** START **
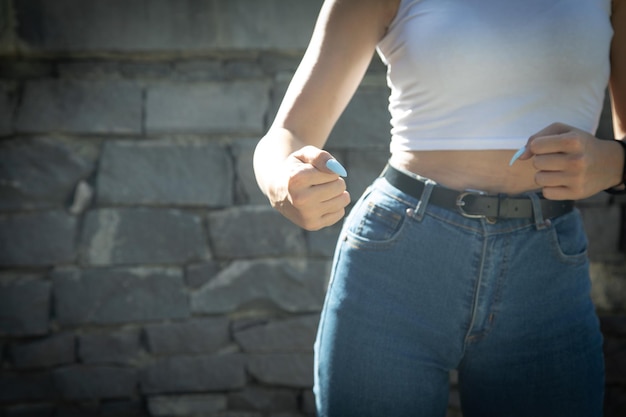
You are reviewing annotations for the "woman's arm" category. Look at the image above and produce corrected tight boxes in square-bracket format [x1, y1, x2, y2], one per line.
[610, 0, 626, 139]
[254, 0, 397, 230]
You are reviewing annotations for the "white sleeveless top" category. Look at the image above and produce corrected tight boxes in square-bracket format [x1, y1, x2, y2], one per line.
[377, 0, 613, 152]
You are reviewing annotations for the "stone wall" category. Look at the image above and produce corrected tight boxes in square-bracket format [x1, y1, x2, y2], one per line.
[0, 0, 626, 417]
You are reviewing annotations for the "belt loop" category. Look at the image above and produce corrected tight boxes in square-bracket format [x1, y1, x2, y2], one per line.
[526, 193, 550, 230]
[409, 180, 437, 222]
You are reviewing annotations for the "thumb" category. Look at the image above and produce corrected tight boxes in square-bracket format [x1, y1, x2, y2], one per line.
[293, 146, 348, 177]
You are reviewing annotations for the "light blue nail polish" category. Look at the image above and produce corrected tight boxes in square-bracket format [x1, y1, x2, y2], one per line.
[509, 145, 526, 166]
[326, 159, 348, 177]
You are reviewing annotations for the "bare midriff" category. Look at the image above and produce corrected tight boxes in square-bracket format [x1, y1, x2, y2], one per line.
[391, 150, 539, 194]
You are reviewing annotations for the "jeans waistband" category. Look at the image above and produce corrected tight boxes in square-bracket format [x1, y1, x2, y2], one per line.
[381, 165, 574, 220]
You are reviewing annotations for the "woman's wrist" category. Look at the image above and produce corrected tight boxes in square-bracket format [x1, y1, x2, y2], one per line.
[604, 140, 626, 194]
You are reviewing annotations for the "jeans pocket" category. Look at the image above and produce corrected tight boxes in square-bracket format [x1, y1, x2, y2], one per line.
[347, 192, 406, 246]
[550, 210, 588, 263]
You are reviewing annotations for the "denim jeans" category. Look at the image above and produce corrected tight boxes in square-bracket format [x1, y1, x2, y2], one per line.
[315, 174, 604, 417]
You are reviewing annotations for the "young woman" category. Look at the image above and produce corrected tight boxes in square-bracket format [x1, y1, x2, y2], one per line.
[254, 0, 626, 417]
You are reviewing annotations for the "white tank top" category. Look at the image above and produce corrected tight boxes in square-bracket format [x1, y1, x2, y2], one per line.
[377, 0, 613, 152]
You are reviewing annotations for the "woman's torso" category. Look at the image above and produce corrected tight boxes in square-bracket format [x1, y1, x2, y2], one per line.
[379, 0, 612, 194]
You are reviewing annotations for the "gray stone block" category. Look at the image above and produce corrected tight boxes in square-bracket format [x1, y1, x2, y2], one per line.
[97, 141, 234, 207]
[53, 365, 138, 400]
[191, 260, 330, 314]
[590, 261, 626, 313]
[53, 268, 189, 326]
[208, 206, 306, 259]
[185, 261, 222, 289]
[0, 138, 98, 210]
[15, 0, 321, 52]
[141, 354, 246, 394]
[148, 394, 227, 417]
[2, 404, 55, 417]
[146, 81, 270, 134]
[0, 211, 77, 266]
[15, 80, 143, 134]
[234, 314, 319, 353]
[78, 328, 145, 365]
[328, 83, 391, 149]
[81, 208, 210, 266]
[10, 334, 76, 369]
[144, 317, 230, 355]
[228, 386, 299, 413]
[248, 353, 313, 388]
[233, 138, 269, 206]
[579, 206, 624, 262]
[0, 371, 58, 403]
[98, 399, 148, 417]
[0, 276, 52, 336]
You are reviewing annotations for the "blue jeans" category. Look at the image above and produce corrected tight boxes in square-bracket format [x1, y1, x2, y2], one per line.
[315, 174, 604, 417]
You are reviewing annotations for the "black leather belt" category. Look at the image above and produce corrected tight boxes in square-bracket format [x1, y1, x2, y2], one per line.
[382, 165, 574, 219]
** END **
→ WHAT IS BEING ASKED: Leave out the pictures and repeat everything else in the records exactly.

→ THE RESPONSE:
You are reviewing annotations for the "woman's arm" category. Look at the image above and produce corrected tight boxes in square-bracket format [x1, y1, x2, y2], one per line.
[610, 0, 626, 139]
[254, 0, 397, 230]
You are reviewing annotations for the "white sleeveless top" category. Look at the image above and produce corrected tight boxes in square-bracket format [x1, y1, x2, y2], one per line.
[377, 0, 613, 152]
You are reviewing annotations for the "stone wall" category. Look at the image above and produce corrected tight boxes in square-bracket format [x1, y1, x2, y2], one per line.
[0, 0, 626, 417]
You are reviewing annotations for the "belt loop" category. Look at the image above and produce corrected tight boxes in square-bracket format [x1, y1, x2, y2], one per line.
[526, 193, 550, 230]
[409, 180, 437, 222]
You are reviewing annotations for the "thumb" category. Look at the image above and produce corrected tight boxes in square-bracket format [x1, y1, x2, y2], one per line.
[293, 146, 348, 177]
You are reviewing annotations for the "light blue nail polish" category. Look at the image above and produce corrected tight boxes in square-bracket format [x1, y1, x2, y2], one per line.
[509, 145, 526, 166]
[326, 159, 348, 177]
You are reviewing annotations for the "bare midriff" category. Look at the image above and produce corrected tight boxes in square-bracket format [x1, y1, x2, y2], one per line.
[391, 150, 539, 194]
You are reviewing annotations for the "jeans waistband" category. Look at the image above and produce corrected tight boxes in square-bracket format [x1, y1, x2, y2], one per line.
[381, 165, 574, 220]
You are reviewing annotations for the "woman's wrist" category. Look at the image above and produce corrected tight boxes in square-bracket format [x1, y1, x2, y2], one per line.
[604, 140, 626, 194]
You are reviewing annotations for the "jeans pocket" category. Look at the image above and produce corrected tight boxes in square-bracket format [x1, y1, x2, y2], one per line.
[347, 192, 406, 246]
[550, 210, 588, 263]
You are reviewing annotations for the "denim jeans" category. Look at the image above and produce corrected tight boxes in square-bracket format [x1, y1, x2, y2], one per line.
[315, 174, 604, 417]
You are reviewing annotations for the "young woman" category. Look at the image above and produce corrected tight boxes in square-bracket format [x1, y1, x2, y2], one per line.
[254, 0, 626, 417]
You are reviewing annotations for the "white tank top" category. Look at the image above and produce corrected tight boxes in square-bracket format [x1, y1, x2, y2], one per line.
[377, 0, 613, 152]
You are reviewing annotations for the "woman's torso" category. Look at the image above and produce corrected tight boxes in square-bracket format [x1, y1, x2, y2], one per line.
[379, 0, 612, 194]
You are reviewing annotations for the "gray stone block" category. Look at the image above and produce corrected tight boxes in square-bracket format [x1, y1, x2, y2], one per line.
[97, 141, 234, 207]
[53, 365, 138, 400]
[191, 260, 330, 314]
[590, 261, 626, 313]
[53, 268, 189, 326]
[208, 206, 306, 259]
[185, 261, 222, 289]
[0, 138, 98, 210]
[15, 0, 321, 52]
[141, 354, 246, 394]
[148, 394, 227, 417]
[2, 404, 55, 417]
[146, 81, 270, 134]
[0, 211, 77, 266]
[15, 80, 143, 134]
[234, 314, 319, 353]
[78, 328, 145, 365]
[328, 83, 391, 149]
[81, 208, 210, 266]
[10, 334, 76, 369]
[144, 317, 230, 355]
[228, 386, 299, 413]
[248, 353, 313, 388]
[233, 138, 269, 206]
[579, 206, 624, 262]
[0, 371, 58, 403]
[98, 399, 148, 417]
[0, 276, 52, 336]
You are reviewing annotations for the "blue jeans" category. Look at the image above and produce corrected tight boxes in square-bracket format [x1, y1, x2, y2], one per line.
[315, 174, 604, 417]
You are reviewing annotations for the "black leather belt" category. Look at the image above and produce corrected tight boxes in square-bracket format [x1, y1, x2, y2], one per line.
[382, 165, 574, 219]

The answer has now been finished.